**EXERCISE BRIEF:** Repeat the lines beginning at the one with "--target=tree foliage --coords=pixels" and running to the end of the material, keeping the first and last of them, exactly as they appear.
** START OF DATASET RECORDS **
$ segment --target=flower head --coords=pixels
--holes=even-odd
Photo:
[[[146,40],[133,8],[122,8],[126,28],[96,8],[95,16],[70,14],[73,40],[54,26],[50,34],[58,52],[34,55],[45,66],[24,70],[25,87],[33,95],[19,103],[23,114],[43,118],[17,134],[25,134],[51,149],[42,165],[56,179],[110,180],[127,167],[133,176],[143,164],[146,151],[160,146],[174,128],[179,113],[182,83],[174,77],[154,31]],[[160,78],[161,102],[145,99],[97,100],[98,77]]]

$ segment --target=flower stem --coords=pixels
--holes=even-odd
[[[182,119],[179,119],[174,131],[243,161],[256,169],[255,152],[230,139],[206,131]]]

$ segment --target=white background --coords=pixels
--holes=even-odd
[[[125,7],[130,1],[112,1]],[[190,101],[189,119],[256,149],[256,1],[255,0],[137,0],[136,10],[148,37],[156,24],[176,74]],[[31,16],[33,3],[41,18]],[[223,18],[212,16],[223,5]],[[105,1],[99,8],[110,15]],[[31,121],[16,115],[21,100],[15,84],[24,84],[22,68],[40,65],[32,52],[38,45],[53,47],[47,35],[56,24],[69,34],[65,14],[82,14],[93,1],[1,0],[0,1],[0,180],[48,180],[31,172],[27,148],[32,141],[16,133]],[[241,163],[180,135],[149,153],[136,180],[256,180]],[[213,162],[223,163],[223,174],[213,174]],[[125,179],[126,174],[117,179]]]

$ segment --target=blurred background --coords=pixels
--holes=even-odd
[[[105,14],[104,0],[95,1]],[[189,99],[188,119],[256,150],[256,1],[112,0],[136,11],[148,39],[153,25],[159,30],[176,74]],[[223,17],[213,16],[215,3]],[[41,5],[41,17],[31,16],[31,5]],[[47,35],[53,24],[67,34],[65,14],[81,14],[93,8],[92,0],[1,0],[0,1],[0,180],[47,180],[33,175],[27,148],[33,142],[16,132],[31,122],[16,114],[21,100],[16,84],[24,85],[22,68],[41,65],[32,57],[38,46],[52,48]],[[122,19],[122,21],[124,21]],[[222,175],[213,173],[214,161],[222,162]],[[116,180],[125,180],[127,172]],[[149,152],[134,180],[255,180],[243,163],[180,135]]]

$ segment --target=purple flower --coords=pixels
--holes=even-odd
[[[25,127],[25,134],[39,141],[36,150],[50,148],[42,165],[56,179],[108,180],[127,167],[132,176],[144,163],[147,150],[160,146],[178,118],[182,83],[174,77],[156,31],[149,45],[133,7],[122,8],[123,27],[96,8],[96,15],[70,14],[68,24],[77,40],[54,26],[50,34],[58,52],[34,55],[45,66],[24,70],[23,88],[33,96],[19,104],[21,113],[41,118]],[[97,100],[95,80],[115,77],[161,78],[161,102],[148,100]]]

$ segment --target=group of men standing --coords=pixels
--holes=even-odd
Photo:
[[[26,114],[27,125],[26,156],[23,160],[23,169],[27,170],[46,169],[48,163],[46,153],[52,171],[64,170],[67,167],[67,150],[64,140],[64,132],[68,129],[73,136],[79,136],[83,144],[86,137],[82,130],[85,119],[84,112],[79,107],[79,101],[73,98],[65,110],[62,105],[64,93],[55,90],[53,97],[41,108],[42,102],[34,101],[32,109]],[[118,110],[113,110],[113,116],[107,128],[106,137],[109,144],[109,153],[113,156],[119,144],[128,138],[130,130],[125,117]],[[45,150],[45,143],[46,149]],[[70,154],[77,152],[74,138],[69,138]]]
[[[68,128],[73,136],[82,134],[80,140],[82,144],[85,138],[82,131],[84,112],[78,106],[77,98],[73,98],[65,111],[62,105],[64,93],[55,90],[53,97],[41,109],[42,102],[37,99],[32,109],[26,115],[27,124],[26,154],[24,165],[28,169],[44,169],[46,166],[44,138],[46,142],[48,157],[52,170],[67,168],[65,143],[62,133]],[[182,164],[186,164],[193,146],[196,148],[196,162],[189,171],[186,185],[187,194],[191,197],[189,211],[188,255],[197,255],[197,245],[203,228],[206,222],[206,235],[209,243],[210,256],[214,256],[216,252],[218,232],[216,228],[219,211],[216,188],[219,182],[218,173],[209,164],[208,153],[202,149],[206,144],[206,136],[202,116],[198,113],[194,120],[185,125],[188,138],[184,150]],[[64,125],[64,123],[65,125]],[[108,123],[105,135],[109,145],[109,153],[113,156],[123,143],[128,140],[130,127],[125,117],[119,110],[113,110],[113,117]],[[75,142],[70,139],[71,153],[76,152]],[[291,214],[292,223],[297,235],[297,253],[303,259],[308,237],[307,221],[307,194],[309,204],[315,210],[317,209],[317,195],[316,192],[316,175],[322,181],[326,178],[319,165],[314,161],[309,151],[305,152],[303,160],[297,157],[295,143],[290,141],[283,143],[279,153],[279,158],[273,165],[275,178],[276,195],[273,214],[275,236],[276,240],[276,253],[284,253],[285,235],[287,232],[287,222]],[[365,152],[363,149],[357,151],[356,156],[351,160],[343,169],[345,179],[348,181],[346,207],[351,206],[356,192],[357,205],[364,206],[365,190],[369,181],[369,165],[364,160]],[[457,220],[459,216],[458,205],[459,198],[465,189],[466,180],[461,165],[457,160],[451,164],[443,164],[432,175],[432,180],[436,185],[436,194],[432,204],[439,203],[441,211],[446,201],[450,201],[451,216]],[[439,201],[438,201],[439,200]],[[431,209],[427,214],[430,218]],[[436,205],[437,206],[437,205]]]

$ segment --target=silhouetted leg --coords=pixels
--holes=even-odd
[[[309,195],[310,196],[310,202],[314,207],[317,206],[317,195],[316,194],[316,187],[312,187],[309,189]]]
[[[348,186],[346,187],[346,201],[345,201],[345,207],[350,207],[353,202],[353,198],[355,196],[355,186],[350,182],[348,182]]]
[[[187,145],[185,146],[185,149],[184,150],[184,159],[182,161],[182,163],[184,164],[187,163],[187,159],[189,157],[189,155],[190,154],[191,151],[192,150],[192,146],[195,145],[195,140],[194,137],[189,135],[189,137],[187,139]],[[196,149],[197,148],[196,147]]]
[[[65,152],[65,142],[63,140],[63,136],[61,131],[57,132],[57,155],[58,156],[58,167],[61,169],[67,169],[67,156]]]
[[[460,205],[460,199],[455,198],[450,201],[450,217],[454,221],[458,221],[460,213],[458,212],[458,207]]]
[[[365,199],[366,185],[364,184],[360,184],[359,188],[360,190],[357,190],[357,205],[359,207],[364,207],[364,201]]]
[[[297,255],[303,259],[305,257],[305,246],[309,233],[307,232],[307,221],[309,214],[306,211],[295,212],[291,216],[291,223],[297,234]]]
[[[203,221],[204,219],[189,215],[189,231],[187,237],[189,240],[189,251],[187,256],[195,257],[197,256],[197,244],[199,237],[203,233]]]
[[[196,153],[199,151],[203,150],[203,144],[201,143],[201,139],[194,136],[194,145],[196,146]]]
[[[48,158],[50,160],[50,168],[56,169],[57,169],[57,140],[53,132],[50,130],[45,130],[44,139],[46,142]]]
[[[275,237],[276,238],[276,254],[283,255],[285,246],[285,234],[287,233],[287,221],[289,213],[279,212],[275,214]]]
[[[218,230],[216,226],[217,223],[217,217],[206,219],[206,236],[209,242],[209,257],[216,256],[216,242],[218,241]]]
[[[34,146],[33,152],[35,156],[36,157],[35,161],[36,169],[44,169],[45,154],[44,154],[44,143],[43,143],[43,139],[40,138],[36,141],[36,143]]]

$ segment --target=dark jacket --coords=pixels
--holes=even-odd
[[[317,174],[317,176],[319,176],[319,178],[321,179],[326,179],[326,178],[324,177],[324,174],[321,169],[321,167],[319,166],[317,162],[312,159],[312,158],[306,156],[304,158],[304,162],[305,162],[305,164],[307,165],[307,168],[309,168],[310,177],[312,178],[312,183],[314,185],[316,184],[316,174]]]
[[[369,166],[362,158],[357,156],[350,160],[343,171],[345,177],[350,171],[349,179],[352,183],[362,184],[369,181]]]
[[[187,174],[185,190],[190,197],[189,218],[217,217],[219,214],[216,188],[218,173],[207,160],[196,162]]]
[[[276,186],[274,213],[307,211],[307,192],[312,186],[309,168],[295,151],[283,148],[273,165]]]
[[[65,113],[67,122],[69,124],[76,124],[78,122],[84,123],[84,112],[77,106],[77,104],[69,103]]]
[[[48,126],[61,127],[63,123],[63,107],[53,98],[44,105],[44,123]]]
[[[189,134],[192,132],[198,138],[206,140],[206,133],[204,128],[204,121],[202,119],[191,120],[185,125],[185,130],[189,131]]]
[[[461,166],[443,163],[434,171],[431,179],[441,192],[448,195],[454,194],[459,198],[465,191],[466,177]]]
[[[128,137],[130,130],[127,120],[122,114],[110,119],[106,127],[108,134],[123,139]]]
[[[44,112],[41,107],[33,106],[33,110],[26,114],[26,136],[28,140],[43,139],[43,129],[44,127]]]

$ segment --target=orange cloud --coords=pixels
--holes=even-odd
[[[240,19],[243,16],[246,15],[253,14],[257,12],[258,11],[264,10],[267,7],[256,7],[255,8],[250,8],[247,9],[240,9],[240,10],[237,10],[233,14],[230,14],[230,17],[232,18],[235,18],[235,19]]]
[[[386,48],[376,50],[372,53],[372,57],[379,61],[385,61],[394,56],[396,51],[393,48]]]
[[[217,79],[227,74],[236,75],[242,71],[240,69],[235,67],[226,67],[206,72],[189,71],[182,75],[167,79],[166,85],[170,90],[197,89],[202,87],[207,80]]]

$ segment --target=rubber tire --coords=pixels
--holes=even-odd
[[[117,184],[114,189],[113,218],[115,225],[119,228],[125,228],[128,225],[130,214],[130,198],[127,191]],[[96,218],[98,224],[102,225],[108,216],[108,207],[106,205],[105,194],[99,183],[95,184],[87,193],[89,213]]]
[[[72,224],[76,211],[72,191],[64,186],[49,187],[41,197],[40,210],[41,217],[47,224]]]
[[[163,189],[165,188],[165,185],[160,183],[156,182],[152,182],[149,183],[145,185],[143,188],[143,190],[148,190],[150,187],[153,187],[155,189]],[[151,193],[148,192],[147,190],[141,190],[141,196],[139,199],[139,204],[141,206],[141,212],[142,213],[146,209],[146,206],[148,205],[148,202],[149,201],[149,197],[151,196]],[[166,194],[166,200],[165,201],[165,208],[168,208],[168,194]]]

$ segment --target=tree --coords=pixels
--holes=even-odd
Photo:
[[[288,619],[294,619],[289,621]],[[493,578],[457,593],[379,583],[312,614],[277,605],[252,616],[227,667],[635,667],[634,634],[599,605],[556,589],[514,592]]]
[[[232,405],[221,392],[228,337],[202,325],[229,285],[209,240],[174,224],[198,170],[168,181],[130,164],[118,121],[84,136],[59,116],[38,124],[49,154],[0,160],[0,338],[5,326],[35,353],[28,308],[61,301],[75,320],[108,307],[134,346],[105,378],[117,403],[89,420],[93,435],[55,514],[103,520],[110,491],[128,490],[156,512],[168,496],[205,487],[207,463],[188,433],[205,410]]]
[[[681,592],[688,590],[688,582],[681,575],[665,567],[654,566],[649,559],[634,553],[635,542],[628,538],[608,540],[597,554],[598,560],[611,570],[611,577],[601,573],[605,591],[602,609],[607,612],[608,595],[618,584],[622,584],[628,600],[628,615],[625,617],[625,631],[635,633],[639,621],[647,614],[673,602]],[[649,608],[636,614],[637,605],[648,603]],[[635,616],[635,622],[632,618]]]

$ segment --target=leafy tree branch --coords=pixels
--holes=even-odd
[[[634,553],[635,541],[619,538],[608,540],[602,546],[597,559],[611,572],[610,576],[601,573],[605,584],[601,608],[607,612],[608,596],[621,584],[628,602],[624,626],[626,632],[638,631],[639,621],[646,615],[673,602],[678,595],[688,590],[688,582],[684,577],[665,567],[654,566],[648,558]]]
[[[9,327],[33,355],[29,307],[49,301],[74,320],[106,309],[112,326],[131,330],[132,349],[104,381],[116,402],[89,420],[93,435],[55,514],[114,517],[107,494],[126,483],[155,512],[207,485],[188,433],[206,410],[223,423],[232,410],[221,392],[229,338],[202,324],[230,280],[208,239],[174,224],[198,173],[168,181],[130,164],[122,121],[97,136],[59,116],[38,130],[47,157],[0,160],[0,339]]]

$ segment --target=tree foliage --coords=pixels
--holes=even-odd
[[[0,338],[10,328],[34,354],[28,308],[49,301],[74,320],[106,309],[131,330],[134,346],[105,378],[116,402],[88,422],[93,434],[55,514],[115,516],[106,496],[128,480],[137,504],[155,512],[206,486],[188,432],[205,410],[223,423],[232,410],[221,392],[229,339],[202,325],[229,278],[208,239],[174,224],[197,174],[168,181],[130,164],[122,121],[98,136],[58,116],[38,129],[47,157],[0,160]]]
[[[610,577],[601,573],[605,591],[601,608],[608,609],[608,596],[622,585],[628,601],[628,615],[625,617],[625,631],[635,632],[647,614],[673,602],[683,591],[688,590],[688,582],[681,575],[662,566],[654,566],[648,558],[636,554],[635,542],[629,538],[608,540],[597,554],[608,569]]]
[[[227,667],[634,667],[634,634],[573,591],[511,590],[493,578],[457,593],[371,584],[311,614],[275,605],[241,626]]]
** END OF DATASET RECORDS **
**TASK RESPONSE:**
$ segment --target=tree foliage --coords=pixels
--holes=even-odd
[[[0,338],[10,328],[34,354],[28,308],[49,301],[74,320],[106,309],[131,330],[134,346],[105,378],[116,402],[88,422],[93,434],[55,514],[115,516],[106,496],[128,480],[137,504],[155,512],[206,486],[188,432],[205,410],[223,423],[232,410],[221,392],[229,339],[202,325],[229,278],[208,239],[174,224],[197,174],[168,181],[130,164],[122,121],[98,136],[58,116],[38,129],[47,157],[0,160]]]
[[[610,577],[601,573],[605,591],[601,608],[608,609],[608,596],[622,585],[628,601],[628,615],[625,617],[625,631],[635,632],[647,614],[673,602],[683,591],[688,590],[688,582],[681,575],[662,566],[654,566],[648,558],[636,554],[635,542],[629,538],[608,540],[597,554],[608,569]]]
[[[227,667],[634,667],[634,634],[573,591],[511,590],[493,578],[457,593],[371,584],[311,614],[275,605],[241,626]]]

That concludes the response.